Excerpts from a dataset:
#####

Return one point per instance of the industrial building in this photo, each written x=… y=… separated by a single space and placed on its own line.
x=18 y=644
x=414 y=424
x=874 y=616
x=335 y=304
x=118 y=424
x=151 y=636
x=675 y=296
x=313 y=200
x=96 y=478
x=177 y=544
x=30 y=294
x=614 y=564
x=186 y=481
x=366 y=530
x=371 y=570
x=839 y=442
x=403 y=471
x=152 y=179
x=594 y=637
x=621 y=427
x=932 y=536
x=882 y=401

#####

Exercise instructions: The entries are to be duplicated exactly, with nothing changed.

Solution to the problem:
Return one point per instance of the industrial building in this photo, each written x=… y=… separated by a single space and placed on its own line.
x=18 y=644
x=414 y=424
x=874 y=616
x=335 y=304
x=118 y=424
x=151 y=636
x=675 y=296
x=313 y=200
x=96 y=478
x=177 y=544
x=30 y=294
x=614 y=564
x=186 y=481
x=366 y=530
x=371 y=570
x=839 y=442
x=403 y=471
x=152 y=179
x=594 y=637
x=621 y=427
x=932 y=536
x=882 y=401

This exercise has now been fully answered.